Start of SOURCE TEXT
So I’ve been talking with some other Megasquirt users to request help getting into the ball park with my tune, share ideas and help validate my work so far. omgpham and Valvecovergasket were nice enough to share their tunes with me. And Reverant at MS Labs finally responded to my email with some AFR1, VE1 and Spark1 tables that were scaled for TPS. The maps in his original base tune were scaled for kpa, which is completely meaningless for Alpha-N. But he also admitted he’s never tuned an ITB car before and the tables were just best guesses.
I can’t exactly use anyone else’s tune verbatim as there are enough differences in hardware setups and personal preferences, but they do help with my understanding of the control system and the different ways people tune. Perhaps the hardest part is taking all these different data points and figuring out what elements I should incorporate into my own tune and how. MS definitely requires lots of study. Even knowing about all that you can change doesn’t necessarily teach you how to tune. The whole process is a journey, one that will hopefully make me and my car better and improve my understanding of why I’m making certain changes and what effect they’re supposed to have.
End of SOURCE TEXT
Start of LISTED RECORDS
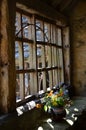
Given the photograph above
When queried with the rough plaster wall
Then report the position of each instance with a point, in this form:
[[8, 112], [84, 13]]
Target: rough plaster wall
[[78, 48]]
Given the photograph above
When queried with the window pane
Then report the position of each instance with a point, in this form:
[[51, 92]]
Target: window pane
[[46, 32], [54, 56], [59, 37], [27, 83], [26, 27], [18, 55], [40, 56], [48, 56], [18, 24], [39, 31], [19, 87]]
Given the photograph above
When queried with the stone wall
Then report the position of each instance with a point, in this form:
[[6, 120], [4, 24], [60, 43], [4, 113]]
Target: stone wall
[[78, 48]]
End of LISTED RECORDS
* _WHAT TO DO_:
- a) Answer these questions using the Megasquirt post:
(i) Who at MS Labs responded with tables scaled for TPS?
(ii) What were the maps in his original base tune scaled for?
(iii) What does the writer say MS definitely requires?
- b) Reproduce the part of the Megasquirt post that opens with the words containing "So I’ve been" and closes with "just best guesses.".
The data is separate material and has no connection to the Megasquirt post.

* _ANSWERS IN ORDER_:
- a)
(i) Reverant
(ii) kpa
(iii) Lots of study

- b)
So I’ve been talking with some other Megasquirt users to request help getting into the ball park with my tune, share ideas and help validate my work so far. omgpham and Valvecovergasket were nice enough to share their tunes with me. And Reverant at MS Labs finally responded to my email with some AFR1, VE1 and Spark1 tables that were scaled for TPS. The maps in his original base tune were scaled for kpa, which is completely meaningless for Alpha-N. But he also admitted he’s never tuned an ITB car before and the tables were just best guesses.